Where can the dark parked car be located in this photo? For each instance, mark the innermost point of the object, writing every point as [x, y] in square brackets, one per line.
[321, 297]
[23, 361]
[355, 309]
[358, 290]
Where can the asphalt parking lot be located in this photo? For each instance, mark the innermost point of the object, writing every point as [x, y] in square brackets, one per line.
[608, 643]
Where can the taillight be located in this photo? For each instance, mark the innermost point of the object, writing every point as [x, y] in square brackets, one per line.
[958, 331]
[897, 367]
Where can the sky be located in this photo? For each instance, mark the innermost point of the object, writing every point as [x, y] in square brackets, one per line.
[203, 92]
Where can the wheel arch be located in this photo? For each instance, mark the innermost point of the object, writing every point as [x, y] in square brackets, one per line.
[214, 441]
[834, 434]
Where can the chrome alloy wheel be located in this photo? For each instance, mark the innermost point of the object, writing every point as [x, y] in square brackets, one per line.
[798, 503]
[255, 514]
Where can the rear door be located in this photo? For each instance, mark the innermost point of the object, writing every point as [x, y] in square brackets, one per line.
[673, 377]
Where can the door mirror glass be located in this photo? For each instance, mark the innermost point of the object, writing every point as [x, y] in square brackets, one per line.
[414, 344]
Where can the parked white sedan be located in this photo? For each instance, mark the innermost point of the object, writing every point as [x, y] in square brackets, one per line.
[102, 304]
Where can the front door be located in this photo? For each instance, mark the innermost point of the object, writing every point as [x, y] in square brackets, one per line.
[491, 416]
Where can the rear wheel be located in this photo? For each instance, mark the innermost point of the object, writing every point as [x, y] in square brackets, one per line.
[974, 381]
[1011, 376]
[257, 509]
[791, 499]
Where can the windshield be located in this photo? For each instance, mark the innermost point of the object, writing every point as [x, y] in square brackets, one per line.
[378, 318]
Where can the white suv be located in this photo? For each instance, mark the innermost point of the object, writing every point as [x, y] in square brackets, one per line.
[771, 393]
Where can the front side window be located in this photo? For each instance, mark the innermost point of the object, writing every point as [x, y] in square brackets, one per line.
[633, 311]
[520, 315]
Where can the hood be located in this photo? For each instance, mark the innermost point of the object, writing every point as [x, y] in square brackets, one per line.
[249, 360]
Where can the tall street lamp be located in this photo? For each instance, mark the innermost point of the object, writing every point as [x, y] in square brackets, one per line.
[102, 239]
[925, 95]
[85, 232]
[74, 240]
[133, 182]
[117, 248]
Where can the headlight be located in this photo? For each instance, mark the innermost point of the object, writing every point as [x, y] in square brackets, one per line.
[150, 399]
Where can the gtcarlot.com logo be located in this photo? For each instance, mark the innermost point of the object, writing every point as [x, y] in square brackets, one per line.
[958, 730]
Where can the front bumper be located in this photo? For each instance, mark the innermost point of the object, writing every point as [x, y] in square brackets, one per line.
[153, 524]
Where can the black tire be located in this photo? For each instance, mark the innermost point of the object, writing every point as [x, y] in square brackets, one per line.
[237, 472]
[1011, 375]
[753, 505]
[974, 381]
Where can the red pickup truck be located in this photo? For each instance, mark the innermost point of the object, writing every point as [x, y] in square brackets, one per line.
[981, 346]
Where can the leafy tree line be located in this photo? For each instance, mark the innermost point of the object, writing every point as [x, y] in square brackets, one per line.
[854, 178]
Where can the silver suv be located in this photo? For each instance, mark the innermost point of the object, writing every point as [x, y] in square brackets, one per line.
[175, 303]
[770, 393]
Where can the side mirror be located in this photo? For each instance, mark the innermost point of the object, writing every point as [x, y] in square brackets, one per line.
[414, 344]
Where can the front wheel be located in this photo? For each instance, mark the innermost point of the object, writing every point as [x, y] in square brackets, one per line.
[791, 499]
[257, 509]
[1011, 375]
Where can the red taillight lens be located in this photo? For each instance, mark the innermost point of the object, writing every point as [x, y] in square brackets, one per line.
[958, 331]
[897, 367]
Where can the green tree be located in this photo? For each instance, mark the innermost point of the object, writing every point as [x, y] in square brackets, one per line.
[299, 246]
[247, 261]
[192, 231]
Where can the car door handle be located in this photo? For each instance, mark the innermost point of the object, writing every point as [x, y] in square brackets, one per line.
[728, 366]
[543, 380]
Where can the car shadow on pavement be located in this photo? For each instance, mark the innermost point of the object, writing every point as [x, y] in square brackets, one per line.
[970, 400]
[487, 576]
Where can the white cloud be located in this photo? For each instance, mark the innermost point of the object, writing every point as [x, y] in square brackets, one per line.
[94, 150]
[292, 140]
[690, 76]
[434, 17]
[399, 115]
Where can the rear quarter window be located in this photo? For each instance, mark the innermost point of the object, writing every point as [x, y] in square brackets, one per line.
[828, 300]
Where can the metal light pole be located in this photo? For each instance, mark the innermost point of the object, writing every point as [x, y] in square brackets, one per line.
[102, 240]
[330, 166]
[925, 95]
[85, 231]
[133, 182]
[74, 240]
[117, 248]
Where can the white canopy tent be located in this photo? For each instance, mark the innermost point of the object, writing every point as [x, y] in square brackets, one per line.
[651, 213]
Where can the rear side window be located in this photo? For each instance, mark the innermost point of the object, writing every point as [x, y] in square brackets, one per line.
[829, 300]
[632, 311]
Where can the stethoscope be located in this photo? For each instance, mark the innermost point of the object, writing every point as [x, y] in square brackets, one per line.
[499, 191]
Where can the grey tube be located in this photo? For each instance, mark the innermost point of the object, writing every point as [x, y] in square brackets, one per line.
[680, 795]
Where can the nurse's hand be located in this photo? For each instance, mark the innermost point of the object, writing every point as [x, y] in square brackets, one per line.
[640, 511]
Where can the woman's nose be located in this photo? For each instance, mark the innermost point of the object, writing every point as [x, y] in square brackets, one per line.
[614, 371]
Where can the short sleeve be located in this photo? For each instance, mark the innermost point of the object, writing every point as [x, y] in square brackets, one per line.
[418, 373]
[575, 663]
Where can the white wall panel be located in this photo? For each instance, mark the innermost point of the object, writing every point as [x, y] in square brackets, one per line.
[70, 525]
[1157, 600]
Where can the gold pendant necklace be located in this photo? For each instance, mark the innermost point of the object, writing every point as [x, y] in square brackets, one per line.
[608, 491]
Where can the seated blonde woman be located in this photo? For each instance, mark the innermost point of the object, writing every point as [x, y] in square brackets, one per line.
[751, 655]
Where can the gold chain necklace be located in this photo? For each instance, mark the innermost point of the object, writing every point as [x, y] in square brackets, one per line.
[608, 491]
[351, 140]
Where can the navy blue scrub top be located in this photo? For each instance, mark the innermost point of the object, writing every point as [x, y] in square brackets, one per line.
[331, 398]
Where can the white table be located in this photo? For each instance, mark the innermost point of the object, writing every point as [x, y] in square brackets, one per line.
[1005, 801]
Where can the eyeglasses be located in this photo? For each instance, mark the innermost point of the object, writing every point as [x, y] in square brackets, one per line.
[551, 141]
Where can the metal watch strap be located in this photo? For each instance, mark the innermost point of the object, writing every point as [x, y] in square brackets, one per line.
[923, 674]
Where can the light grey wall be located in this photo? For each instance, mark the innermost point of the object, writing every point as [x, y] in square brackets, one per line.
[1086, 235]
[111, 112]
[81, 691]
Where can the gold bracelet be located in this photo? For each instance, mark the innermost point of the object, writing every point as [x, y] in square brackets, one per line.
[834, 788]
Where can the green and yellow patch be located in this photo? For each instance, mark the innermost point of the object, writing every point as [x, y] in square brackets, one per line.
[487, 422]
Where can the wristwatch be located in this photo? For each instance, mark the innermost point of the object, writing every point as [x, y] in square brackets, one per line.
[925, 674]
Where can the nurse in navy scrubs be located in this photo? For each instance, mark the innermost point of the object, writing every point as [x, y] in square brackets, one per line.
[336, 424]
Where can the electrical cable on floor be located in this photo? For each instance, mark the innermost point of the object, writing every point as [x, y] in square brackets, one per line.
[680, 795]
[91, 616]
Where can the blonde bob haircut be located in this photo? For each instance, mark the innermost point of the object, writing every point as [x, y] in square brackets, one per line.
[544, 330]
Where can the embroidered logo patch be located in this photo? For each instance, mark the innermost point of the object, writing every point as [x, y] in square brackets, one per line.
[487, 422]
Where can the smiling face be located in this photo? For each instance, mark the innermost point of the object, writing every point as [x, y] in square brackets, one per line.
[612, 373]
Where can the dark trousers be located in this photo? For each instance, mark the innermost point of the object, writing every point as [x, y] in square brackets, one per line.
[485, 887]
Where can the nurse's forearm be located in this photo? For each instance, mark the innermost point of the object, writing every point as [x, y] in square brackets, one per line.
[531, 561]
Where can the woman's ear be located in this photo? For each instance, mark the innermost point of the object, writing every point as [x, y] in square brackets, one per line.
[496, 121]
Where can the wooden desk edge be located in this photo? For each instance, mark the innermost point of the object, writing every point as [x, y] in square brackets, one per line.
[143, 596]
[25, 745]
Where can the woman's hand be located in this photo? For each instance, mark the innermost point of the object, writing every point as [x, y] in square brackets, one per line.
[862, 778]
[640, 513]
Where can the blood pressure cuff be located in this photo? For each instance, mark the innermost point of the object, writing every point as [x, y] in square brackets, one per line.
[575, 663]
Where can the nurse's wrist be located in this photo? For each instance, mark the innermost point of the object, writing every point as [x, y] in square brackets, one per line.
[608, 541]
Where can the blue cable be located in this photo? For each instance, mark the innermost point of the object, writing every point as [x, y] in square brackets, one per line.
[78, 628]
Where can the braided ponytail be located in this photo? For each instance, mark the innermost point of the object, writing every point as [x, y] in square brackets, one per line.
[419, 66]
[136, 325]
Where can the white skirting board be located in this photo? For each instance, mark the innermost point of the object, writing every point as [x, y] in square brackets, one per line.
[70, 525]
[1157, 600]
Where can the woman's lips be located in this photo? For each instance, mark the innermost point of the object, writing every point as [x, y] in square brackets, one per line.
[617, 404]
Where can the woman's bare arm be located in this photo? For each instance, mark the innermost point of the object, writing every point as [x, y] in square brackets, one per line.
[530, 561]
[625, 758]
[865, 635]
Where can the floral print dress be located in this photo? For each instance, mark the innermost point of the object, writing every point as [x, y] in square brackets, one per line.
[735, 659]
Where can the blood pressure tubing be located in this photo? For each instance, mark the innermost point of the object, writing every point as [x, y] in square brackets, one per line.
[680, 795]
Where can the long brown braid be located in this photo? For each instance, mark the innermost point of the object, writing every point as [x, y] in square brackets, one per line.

··········

## Task objective
Give back exactly the lines from the one containing "Where can the braided" to the end of the material, both ends included.

## The result
Where can the braided ponytail be located in this photo? For each instance, mark the innermost point of the object, writing every point as [x, y] in square brackets, one per line.
[419, 66]
[136, 325]
Where can the white skirting board be located in this photo? For each instance, mark the innermost point of the object, writing every point as [x, y] in square brackets, one per line.
[70, 525]
[1157, 600]
Where can the woman's lips be located in this photo? For each instance, mark the innermost point of the object, writing every point as [x, y] in square brackets, one per line.
[617, 404]
Where can the woman's bare arm be located in this photo? For each instance, mark the innermost point of the object, writing every point as [x, y] in square brackets, one per line.
[530, 561]
[625, 758]
[865, 635]
Where can the floral print dress be located in this photo? For each instance, mark the innermost point of the object, writing every point as [x, y] in square brackets, one per line.
[735, 659]
Where can the blood pressure tubing be located in this photo? For each instance, mark the innermost point of the object, writing every point as [x, y] in square brackets, one per line.
[680, 795]
Where can the long brown braid be located in this photo? For each instance, mark the innermost point of the object, writing every point as [x, y] in square brackets, one per line.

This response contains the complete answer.